文書の一部:
■ ■ ■ ■ ■

九州往復ケチケチ旅行(2)


   

福岡といえば、忘れ難い人が・・・


      台風はどうなったのか、静かな航行で熟睡しているうちに瀬戸内海を抜けた。多少の揺
     れに目を覚ますとそこはもう周防灘で、6時半、新門司港に着く。
      福岡については何も知らないが、まんざら縁がないわけでもない。
      まず妻の郷里が福岡で、友人の結婚式に出るというので日帰りしたこともある。福岡空
     港から式場に直行して、私は式の間だけ街を散策して、式後また空港に直行した。
      そんなことはどうでもよいが、福岡には村野君という忘れがたい友人がいる筈だった。
      学生時代、私は法学部でありながら社会思想史のゼミに所属していた。法律関係のゼミ
     は秀才ばかりで私にはついていけそうになかったからで、いわば易きをねらった選択であ
     る。
      ところが、舐めてかかったそのゼミもどうしてなかなかのレベルで、その中に村野君は
     いた。
      私は専ら古代ギリシャの哲学者たち、とりわけプラトンの稀有壮大な概念に訳も分から
     ず心酔していたが、村野君は北一輝を研究していた。
      北一輝などという人物については教科書でしか知らぬ私であったから、無論村野君とは
     意見を交わすこともなく、ただ顔を合わせれば挨拶をするという程度であった。
      それが、そのうち、そうでもなくなった。
      「北一輝こそ日本の救世主である。北一輝の下地がなかったら、戦後日本の民主主義は
     育たなかった。軍による不当な裁判で死刑と決したときも従容として銃殺を受け入れた孤
     高の生き方はソクラテスに通じる部分がある」
      と、へんなところで古代ギリシャ思想に触れたりしたもので、多少は私との接点ができ、
     次第に打ち解けていった。とはいえ北一輝について論ずるには私では相手にならぬと見抜
     いていた彼は、私とはそんな話はまったくせず、セツルメント運動などについての話が多
     かった。
      当時、学生の間ではセツルメント運動に身を置くことがちょっとした流行であり、私も
     いくらかは関わったりしていた。村野君も当時山谷と呼ばれていたドヤ街に出入りしてい
     たようだ。
      それが、話してみると、彼はその運動にかなり懐疑的であったし、ときに批判的でもあ
     った。運動に加わっている者たちのヒロイズムや偽善性についても厳しく論破していたし、
     なによりも参加者たちが秘かな優越感、あるいは安堵感を持っていることへの嫌悪感を語
     っていた。

■ ■ ■ ■ ■

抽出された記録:
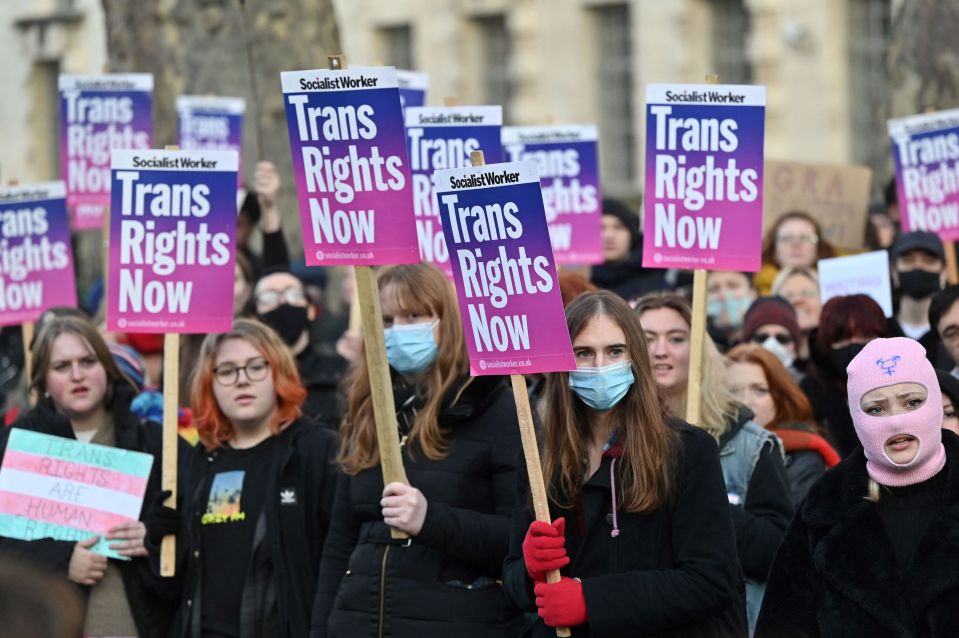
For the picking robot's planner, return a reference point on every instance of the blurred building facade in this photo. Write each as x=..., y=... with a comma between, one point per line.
x=823, y=63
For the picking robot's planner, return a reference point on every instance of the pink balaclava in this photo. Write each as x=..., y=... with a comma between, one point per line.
x=885, y=362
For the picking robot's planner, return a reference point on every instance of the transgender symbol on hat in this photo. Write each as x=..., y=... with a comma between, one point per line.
x=889, y=365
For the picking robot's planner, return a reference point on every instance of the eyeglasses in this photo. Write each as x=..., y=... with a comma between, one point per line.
x=269, y=299
x=804, y=238
x=782, y=338
x=228, y=374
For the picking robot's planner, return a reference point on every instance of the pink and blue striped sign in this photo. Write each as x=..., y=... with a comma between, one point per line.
x=704, y=176
x=52, y=487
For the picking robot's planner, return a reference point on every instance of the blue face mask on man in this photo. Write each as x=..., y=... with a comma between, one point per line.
x=412, y=348
x=602, y=388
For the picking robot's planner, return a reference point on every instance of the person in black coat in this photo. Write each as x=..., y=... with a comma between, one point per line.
x=872, y=550
x=256, y=497
x=642, y=533
x=460, y=442
x=83, y=395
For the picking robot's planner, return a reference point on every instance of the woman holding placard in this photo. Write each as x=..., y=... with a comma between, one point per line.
x=752, y=457
x=257, y=493
x=641, y=531
x=460, y=441
x=82, y=395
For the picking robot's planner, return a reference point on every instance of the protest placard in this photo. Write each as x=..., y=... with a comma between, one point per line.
x=704, y=176
x=835, y=195
x=413, y=86
x=99, y=113
x=36, y=261
x=569, y=174
x=925, y=150
x=52, y=487
x=866, y=273
x=442, y=138
x=211, y=123
x=495, y=225
x=172, y=241
x=350, y=166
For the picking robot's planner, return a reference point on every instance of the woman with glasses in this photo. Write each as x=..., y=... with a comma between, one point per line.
x=459, y=439
x=751, y=456
x=256, y=493
x=760, y=382
x=794, y=241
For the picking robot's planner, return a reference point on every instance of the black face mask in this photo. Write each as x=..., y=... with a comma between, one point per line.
x=842, y=357
x=288, y=321
x=919, y=284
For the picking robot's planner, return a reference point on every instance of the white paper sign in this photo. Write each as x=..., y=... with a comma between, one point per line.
x=866, y=274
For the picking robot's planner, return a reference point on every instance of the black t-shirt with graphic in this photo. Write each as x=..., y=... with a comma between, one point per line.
x=233, y=506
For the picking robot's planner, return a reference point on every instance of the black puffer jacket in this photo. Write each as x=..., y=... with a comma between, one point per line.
x=150, y=597
x=445, y=581
x=288, y=540
x=672, y=572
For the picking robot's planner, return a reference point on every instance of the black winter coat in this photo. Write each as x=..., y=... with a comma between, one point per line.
x=151, y=598
x=289, y=536
x=445, y=581
x=669, y=573
x=836, y=573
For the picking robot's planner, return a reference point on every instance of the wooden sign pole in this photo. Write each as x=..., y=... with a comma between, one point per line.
x=534, y=469
x=697, y=334
x=381, y=386
x=171, y=407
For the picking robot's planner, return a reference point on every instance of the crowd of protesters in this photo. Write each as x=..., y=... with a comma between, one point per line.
x=816, y=494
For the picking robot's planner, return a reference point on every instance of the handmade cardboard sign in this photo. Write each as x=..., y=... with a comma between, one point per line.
x=704, y=176
x=350, y=165
x=569, y=174
x=925, y=150
x=867, y=274
x=36, y=261
x=495, y=225
x=210, y=123
x=99, y=113
x=172, y=241
x=441, y=138
x=835, y=195
x=413, y=86
x=52, y=487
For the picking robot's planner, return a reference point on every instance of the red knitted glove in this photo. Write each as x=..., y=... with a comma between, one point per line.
x=561, y=604
x=544, y=548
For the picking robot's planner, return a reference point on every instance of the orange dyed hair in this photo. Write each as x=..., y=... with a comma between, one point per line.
x=211, y=424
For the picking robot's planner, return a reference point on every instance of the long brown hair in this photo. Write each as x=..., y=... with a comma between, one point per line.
x=649, y=443
x=791, y=403
x=421, y=289
x=212, y=425
x=42, y=351
x=717, y=405
x=824, y=250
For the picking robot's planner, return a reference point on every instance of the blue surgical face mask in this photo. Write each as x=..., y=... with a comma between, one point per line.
x=411, y=348
x=602, y=388
x=735, y=309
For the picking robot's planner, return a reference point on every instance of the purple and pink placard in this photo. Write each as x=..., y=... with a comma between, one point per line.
x=925, y=150
x=350, y=166
x=211, y=123
x=440, y=138
x=172, y=241
x=704, y=176
x=413, y=86
x=98, y=114
x=569, y=173
x=36, y=261
x=503, y=267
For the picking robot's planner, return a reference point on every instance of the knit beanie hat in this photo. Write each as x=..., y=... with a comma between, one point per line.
x=886, y=362
x=770, y=310
x=621, y=211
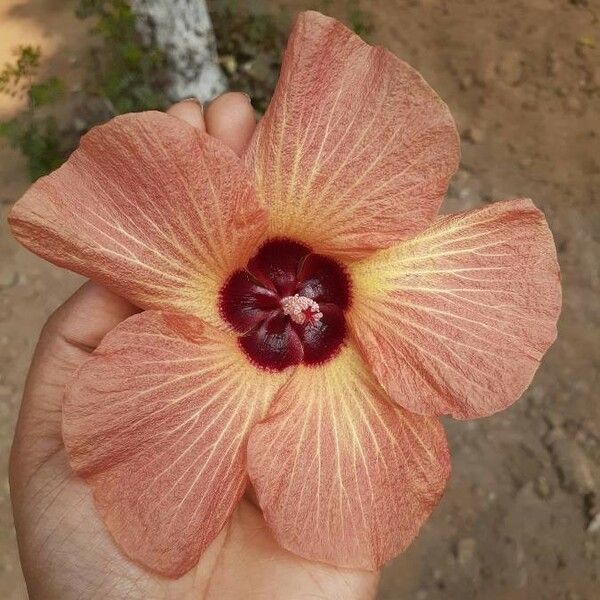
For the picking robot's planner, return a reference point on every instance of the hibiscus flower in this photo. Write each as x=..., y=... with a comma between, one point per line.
x=307, y=318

■ ■ ■ ■ ■

取り組む課題:
1 – 九州旅行の随筆について、「学生時代、私は法学部でありな」から「高の生き方はソクラテスに通じる部分がある」」までをすべて、一字も変えずに書き写してもらえますか。
2 – 九州旅行の随筆で「それが、話してみると」で始まる段落を、主な事実を保った箇条書きに書き直してもらえますか。

解答一覧:
1 –
学生時代、私は法学部でありながら社会思想史のゼミに所属していた。法律関係のゼミ
     は秀才ばかりで私にはついていけそうになかったからで、いわば易きをねらった選択であ
     る。
      ところが、舐めてかかったそのゼミもどうしてなかなかのレベルで、その中に村野君は
     いた。
      私は専ら古代ギリシャの哲学者たち、とりわけプラトンの稀有壮大な概念に訳も分から
     ず心酔していたが、村野君は北一輝を研究していた。
      北一輝などという人物については教科書でしか知らぬ私であったから、無論村野君とは
     意見を交わすこともなく、ただ顔を合わせれば挨拶をするという程度であった。
      それが、そのうち、そうでもなくなった。
      「北一輝こそ日本の救世主である。北一輝の下地がなかったら、戦後日本の民主主義は
     育たなかった。軍による不当な裁判で死刑と決したときも従容として銃殺を受け入れた孤
     高の生き方はソクラテスに通じる部分がある」

2 –
- 村野君はセツルメント運動にかなり懐疑的で、ときに批判的でもあった。
- 運動に加わる者たちのヒロイズムや偽善性を厳しく論破していた。
- 何よりも、参加者たちが秘かな優越感や安堵感を持っていることへの嫌悪感を語っていた。